**DOCUMENT SECTION**:
Freycinet & The Bay of Fires

When we first agreed to visit Tassie over a Christmas/New-Year, we underestimated the size of the island, ignorantly thinking we could ‘do Tassie’ in 11 days. Truth be told, we have barely touched the sides, having not even covered one coastline with any level of depth. The great thing is we have seen some of the state’s best, and been given a taste of what this awesome place has to offer.

Kirra and Marcus (sister and brother in-law) have added their little legend, Matty, to their clan recently, and were looking for a family holiday as a test-run for their US holiday later in 2018. Having never been to Tassie either, we were over the moon when they asked to join us for a few nights near Freycinet National Park.

So we booked a beach pad, 20 mins north or Bicheno (a sleepy fishing village) in a ‘town’ called Seymour.

Seymour

On the way into Seymour you pass Seymour Cemetery. Now I’m not sure how long the cemetery has been there, but I counted 4 headstones – that should give you some sort of idea of the size of this place.

**GIVEN INFORMATION**:
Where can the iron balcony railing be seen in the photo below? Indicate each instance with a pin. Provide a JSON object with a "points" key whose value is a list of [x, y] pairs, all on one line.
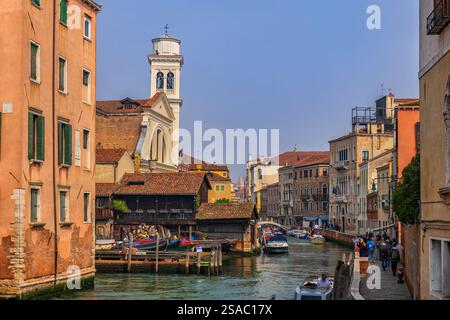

**TASKS TO CARRY OUT**:
**1.** In the Freycinet and Bay of Fires travel post, how many headstones were counted at Seymour Cemetery?
**2.** Proceed with the Freycinet and Bay of Fires travel post, picking up after its last sentence.

**RESPONSES TO THE EXERCISE**:
**1.** Four headstones.

**2.**
Our pad was a beauty – built on stilts, and overlooking Seymour Beach, only a few minutes walk away. It had a massive 360 deck, and you could sleep with your door open (we did), and let the noise of the gentle waves sing you to sleep.

Fairy Penguins

The house owner had mentioned there should be penguins on the beach as this time of year – an amazing surprise, and not something I associated with this part of Tassie. Makes sense when you think about it though, I guess.

On the first night, with Matty tucked up and dreaming of milk waterfalls, Kiz, Marcus, Liv and I headed off at dusk, headlamps on and torches in-hand, in search of the Fairy Penguins we failed to find on Bruny Island.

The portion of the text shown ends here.